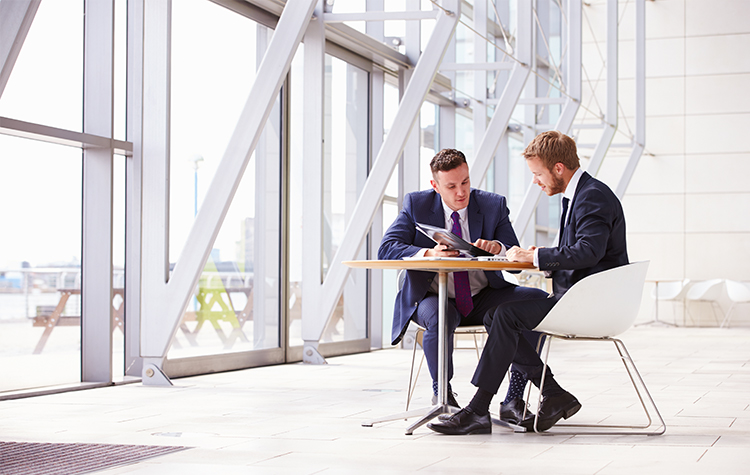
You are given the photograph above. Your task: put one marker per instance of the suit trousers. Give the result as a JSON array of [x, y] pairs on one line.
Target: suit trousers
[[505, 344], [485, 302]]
★ ★ ★ ★ ★
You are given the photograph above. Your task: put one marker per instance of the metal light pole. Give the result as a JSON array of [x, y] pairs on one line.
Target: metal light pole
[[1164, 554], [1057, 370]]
★ ★ ★ ★ ★
→ **Aim of the exercise**
Duplicate the lines of the records verbatim, from the line with "of the suit" up to and including the line with "[[505, 344], [485, 302]]".

→ **Response to this exercise**
You are given the photograph above. Your task: put one marker per instance of the suit trousers. Give the result as a JSON array of [x, y] pairs on one line.
Target: suit trousers
[[505, 344], [485, 302]]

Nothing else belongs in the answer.